Render every one of the records below as a numbered list, omitting any blank lines.

**Records for processing:**
- - -

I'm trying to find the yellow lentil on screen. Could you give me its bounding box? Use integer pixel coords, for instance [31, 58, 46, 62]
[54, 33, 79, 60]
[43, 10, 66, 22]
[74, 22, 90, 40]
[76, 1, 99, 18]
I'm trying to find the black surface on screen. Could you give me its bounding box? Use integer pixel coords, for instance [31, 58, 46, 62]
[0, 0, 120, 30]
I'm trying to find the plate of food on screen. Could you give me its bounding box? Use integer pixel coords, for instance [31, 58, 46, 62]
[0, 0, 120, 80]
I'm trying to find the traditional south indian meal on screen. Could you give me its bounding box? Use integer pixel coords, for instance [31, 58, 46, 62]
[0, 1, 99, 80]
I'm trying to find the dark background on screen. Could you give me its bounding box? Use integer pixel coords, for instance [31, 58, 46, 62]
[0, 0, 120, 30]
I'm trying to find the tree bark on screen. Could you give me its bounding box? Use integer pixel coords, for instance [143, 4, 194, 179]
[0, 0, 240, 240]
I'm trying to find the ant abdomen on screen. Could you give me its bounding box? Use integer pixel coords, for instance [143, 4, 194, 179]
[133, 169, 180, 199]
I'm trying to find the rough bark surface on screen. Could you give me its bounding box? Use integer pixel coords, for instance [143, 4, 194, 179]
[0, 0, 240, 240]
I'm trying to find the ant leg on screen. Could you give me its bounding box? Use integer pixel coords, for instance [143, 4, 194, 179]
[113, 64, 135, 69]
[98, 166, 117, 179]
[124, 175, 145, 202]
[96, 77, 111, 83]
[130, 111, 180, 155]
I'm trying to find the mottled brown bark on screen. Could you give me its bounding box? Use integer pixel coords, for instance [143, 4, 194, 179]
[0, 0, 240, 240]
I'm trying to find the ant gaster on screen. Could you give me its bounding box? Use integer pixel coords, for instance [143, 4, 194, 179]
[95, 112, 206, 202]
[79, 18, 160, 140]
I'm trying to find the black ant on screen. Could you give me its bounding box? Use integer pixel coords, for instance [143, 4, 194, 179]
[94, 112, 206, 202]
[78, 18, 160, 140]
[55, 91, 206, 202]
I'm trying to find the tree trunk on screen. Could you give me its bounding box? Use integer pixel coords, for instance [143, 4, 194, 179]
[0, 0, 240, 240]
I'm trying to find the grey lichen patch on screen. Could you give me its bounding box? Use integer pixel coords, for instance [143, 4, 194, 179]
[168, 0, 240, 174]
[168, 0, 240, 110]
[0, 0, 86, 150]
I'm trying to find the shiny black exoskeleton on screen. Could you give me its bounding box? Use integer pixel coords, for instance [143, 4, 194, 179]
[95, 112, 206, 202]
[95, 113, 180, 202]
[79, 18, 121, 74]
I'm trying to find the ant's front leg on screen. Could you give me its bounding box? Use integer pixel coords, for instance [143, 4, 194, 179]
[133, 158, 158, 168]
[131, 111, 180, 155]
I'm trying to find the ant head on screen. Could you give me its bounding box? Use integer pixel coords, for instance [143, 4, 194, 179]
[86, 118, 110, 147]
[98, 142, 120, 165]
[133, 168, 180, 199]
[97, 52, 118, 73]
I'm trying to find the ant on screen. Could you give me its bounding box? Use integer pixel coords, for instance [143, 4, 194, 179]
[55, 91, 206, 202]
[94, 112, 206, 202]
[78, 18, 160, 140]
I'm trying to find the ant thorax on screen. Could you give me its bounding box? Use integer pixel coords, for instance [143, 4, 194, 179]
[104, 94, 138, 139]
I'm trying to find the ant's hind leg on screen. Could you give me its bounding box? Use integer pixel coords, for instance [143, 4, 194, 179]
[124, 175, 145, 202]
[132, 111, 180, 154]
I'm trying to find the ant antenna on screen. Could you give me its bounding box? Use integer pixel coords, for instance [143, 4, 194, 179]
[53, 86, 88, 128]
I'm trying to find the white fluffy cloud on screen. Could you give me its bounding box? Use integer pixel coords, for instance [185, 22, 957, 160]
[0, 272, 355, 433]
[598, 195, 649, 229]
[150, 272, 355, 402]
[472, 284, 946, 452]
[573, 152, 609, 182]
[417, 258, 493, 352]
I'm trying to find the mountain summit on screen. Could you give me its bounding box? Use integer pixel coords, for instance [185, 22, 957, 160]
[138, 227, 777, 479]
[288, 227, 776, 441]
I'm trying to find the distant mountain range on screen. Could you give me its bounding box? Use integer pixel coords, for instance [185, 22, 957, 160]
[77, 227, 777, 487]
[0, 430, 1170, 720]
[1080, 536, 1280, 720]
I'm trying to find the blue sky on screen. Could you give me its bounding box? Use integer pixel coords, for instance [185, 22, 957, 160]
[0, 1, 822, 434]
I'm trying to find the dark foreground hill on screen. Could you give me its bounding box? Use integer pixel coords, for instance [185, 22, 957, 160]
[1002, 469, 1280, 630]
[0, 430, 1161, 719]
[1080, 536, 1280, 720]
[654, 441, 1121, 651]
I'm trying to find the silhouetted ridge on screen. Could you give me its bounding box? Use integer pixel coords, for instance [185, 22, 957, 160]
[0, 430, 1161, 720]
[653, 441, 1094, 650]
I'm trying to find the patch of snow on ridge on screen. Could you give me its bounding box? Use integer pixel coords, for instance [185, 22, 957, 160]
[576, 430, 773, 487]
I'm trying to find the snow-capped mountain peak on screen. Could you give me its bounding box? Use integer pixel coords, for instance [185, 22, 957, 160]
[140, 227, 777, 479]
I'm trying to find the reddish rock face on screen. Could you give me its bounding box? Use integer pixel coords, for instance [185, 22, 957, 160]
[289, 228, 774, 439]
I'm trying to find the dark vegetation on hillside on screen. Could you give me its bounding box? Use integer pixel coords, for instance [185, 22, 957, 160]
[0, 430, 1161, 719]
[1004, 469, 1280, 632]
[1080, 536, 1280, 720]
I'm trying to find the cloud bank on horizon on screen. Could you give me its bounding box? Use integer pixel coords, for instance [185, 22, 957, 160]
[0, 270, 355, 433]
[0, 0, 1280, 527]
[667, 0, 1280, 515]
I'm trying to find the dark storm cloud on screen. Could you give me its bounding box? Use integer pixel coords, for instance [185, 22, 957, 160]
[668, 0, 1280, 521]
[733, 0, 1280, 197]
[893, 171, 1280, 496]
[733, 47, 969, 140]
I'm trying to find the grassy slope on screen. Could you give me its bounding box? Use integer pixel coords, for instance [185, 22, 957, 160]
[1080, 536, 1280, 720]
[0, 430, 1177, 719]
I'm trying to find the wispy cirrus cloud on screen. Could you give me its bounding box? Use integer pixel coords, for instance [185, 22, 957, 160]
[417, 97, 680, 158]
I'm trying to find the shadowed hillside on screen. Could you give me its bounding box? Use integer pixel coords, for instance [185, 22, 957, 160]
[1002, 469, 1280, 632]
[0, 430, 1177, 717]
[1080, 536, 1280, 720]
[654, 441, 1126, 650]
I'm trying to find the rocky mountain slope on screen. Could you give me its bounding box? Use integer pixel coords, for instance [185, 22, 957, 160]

- - -

**Result:**
1. I'm trying to find the yellow lentil on screen. Could you give me its bounding box? Use integer pixel coords, for instance [31, 58, 46, 62]
2. [54, 33, 79, 60]
3. [43, 10, 66, 22]
4. [74, 22, 90, 40]
5. [76, 1, 99, 18]
6. I'm trying to find the black surface on screen. Could you give me its bounding box? Use integer pixel coords, for instance [31, 58, 46, 62]
7. [0, 0, 120, 30]
8. I'm trying to find the plate of food on screen. Could you give me its bounding box? Use integer pixel coords, for instance [31, 58, 46, 62]
9. [0, 0, 120, 80]
10. I'm trying to find the traditional south indian meal on screen. Could you give me its bounding box? Use integer pixel coords, for instance [31, 58, 46, 62]
11. [0, 1, 99, 80]
12. I'm trying to find the dark background on screen. Could you give me its bounding box? Use integer pixel coords, for instance [31, 58, 46, 62]
13. [0, 0, 120, 30]
14. I'm trying to find the tree bark on screen. Could you give me its bounding box? Use integer pixel coords, for instance [143, 4, 194, 179]
15. [0, 0, 240, 240]
16. I'm trying to find the ant abdomen on screen. Could you give me its bounding box? Use integer pixel coords, for instance [143, 4, 194, 179]
17. [133, 169, 180, 199]
18. I'm trying to find the rough bark surface on screen. Could you give me its bounding box? Use integer pixel coords, for instance [143, 4, 194, 179]
19. [0, 0, 240, 240]
20. I'm trying to find the ant leg on screen. Could you give me its bounding box? Use integer pixel coords, for instance [143, 4, 194, 179]
21. [113, 64, 135, 69]
22. [98, 166, 117, 179]
23. [124, 175, 145, 202]
24. [96, 77, 111, 83]
25. [130, 111, 180, 155]
26. I'm trying to find the mottled brown bark on screen. Could you give me its bounding box? Use integer pixel coords, for instance [143, 4, 194, 179]
27. [0, 0, 240, 240]
28. I'm trying to find the ant gaster on screen. Could you give me its bounding box? Use integer pixel coords, for instance [143, 4, 194, 179]
29. [95, 112, 206, 202]
30. [79, 18, 160, 140]
31. I'm trying to find the black ant on screen. Could you give me its bounding box? Use integer pixel coords, for instance [143, 4, 194, 179]
32. [94, 112, 206, 202]
33. [78, 18, 160, 140]
34. [55, 91, 206, 202]
35. I'm trying to find the tree trunk on screen. Could you give me its bounding box? Use integer pixel coords, for instance [143, 4, 194, 179]
36. [0, 0, 240, 240]
37. I'm trying to find the grey lichen patch on screen. Could you give me its bounding box? Use integer pixel coords, for instance [143, 4, 194, 179]
38. [168, 0, 240, 174]
39. [168, 0, 240, 110]
40. [0, 0, 86, 150]
41. I'm trying to find the shiny black exoskeleton on screen. Could you give me its bounding box? Use integer pixel coords, for instance [143, 4, 194, 179]
42. [95, 112, 206, 202]
43. [95, 113, 180, 202]
44. [79, 18, 121, 74]
45. I'm trying to find the ant's front leg on screen. Could you give me its bounding box? Use integer pixel coords, for instance [143, 4, 194, 179]
46. [133, 158, 158, 168]
47. [131, 111, 180, 155]
48. I'm trying to find the ant head on screen. Could you give me its bounding box? Use integer pixel coords, for instance [143, 4, 194, 179]
49. [86, 118, 110, 147]
50. [98, 142, 120, 165]
51. [133, 168, 180, 199]
52. [97, 52, 118, 73]
53. I'm trying to find the ant on screen. Could you give me its bounding box? Use integer pixel coords, for instance [143, 4, 194, 179]
54. [55, 91, 206, 202]
55. [94, 112, 206, 202]
56. [78, 18, 160, 140]
57. I'm trying to find the ant thorax on screen. Could you give me its bounding box? Use integer pixel coords, for instance [143, 4, 194, 179]
58. [104, 94, 138, 139]
59. I'm trying to find the ant's hind leg on screen. Could you give me its bounding box? Use integer pixel coords, for instance [143, 4, 194, 179]
60. [124, 175, 145, 202]
61. [132, 111, 180, 154]
62. I'm trying to find the ant antenna on screen. Could you give me its bounding box? Use integer pixel coords, for instance [143, 4, 194, 179]
63. [53, 86, 88, 128]
64. I'm trying to find the white fluffy cloud on screen. Could you give me its bounding box? Use integer pixel coords, for instance [185, 22, 957, 160]
65. [0, 272, 355, 433]
66. [598, 195, 649, 229]
67. [150, 272, 355, 402]
68. [472, 284, 946, 452]
69. [573, 152, 609, 182]
70. [417, 258, 493, 352]
71. I'm trying to find the mountain summit on screen. Could you give me its bounding box? Use integer pixel coords, for instance [185, 22, 957, 160]
72. [138, 227, 777, 479]
73. [288, 227, 776, 441]
74. I'm trying to find the distant mountain range on screen. Could you give me its bounding box? Use integer pixel coords, for instance [185, 22, 957, 160]
75. [77, 227, 777, 487]
76. [0, 430, 1170, 720]
77. [1080, 536, 1280, 720]
78. I'm trying to find the blue sky on screen. Could you give me its bounding box? Use integer pixel coords, for instance [185, 22, 957, 160]
79. [0, 1, 822, 434]
80. I'm trying to find the dark foreground hill on screen. Could you give me its bounding box? Use integer pixel coords, for instance [185, 22, 957, 160]
81. [1002, 469, 1280, 630]
82. [0, 430, 1161, 719]
83. [1080, 536, 1280, 720]
84. [654, 441, 1121, 651]
85. I'm trying to find the silhouetted ridge on screen. Could you give me its bounding box? Use integer pixel coords, for instance [185, 22, 957, 160]
86. [0, 430, 1161, 720]
87. [653, 441, 1094, 650]
88. I'm trying to find the patch of snow on ridge on screen. Could you give me its bounding box? Use integer pixel coords, for instance [185, 22, 957, 160]
89. [576, 430, 773, 487]
90. I'm trying to find the snow-capped mountain peak on screen. Could you give me its bounding box? Use integer pixel coords, for instance [185, 22, 957, 160]
91. [140, 227, 777, 479]
92. I'm trying to find the reddish rock face on screen. Could you give me its bounding box? Use integer pixel coords, for instance [185, 22, 957, 160]
93. [289, 228, 774, 439]
94. I'm trying to find the dark vegetation on hillside on screen. Could you give me its bounding box? Use integer pixel coords, for instance [185, 22, 957, 160]
95. [0, 430, 1161, 719]
96. [1004, 469, 1280, 632]
97. [1080, 536, 1280, 720]
98. I'm trying to find the cloud bank on horizon on screen. Could you give me its bounding box? Use integer pixel coords, for instance [185, 22, 957, 160]
99. [0, 270, 355, 433]
100. [0, 0, 1280, 527]
101. [667, 0, 1280, 515]
102. I'm trying to find the dark storm cloud on screen. Could you give me its bounding box? Use integer pixel coords, for instance [185, 22, 957, 160]
103. [668, 0, 1280, 521]
104. [733, 0, 1280, 197]
105. [893, 171, 1280, 496]
106. [733, 47, 969, 140]
107. I'm trying to find the grassy slope on screen. Could you give me its bounding box? Use integer pixel coords, for instance [185, 22, 957, 160]
108. [1080, 536, 1280, 720]
109. [0, 430, 1177, 719]
110. I'm trying to find the wispy cirrus cloud on screen. Could you give me its bounding box? Use integer pixel coords, for instance [185, 22, 957, 160]
111. [417, 97, 680, 158]
112. I'm trying to find the shadowed hillside on screen. Could you give me its bounding box? Use integer pixel coords, for instance [185, 22, 957, 160]
113. [1002, 469, 1280, 632]
114. [0, 430, 1177, 717]
115. [1080, 536, 1280, 720]
116. [654, 441, 1126, 650]
117. I'm trying to find the rocky mountain slope on screen. Could you give me its bounding box? Use integer pixel coords, for instance [185, 22, 957, 160]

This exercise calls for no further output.